DATA SECTION:

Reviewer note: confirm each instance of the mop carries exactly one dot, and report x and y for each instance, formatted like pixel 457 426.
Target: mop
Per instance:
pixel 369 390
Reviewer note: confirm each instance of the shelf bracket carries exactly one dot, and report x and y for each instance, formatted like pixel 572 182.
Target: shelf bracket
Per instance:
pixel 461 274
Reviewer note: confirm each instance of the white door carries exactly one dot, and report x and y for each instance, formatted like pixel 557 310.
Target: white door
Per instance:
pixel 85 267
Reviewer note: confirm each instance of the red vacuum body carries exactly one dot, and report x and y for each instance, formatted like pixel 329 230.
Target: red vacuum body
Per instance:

* * *

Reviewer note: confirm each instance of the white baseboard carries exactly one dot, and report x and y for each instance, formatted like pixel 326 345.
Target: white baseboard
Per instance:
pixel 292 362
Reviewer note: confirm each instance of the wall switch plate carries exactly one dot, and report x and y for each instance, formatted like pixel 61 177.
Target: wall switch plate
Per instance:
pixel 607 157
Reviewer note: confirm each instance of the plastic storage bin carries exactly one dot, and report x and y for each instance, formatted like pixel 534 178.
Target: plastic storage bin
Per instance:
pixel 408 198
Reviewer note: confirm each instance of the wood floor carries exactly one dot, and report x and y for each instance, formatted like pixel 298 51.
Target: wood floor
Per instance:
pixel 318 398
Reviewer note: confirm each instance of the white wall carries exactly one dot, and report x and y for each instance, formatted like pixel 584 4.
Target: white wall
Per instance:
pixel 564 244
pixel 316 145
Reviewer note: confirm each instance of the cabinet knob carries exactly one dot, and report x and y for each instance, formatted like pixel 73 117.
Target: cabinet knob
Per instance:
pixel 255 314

---

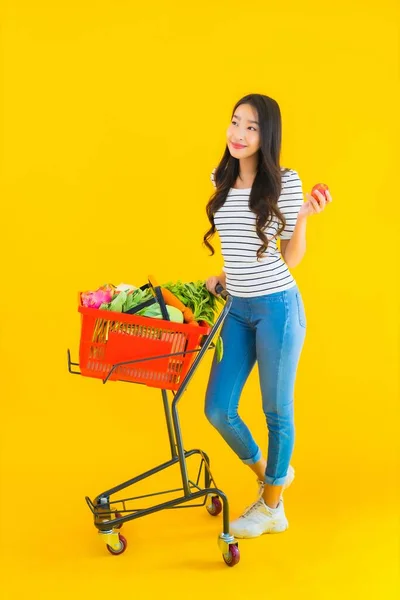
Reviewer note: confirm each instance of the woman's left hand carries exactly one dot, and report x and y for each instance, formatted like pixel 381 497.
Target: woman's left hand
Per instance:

TASK TO COMPLETE:
Convert the records starting at the line containing "Reviewer note: confirm each instance of the cabinet" and stopping after the line containing "pixel 255 314" into a two-column CSV headed text and answer. Give one row per record, with each field in quotation marks and line breaks replaced by spaces.

COMPLETED TASK:
text,answer
"Reviewer note: confirm each instance of the cabinet knob carries exactly one dot, and report x and y for each instance, formatted like pixel 73 117. Target: cabinet knob Per instance:","pixel 255 314"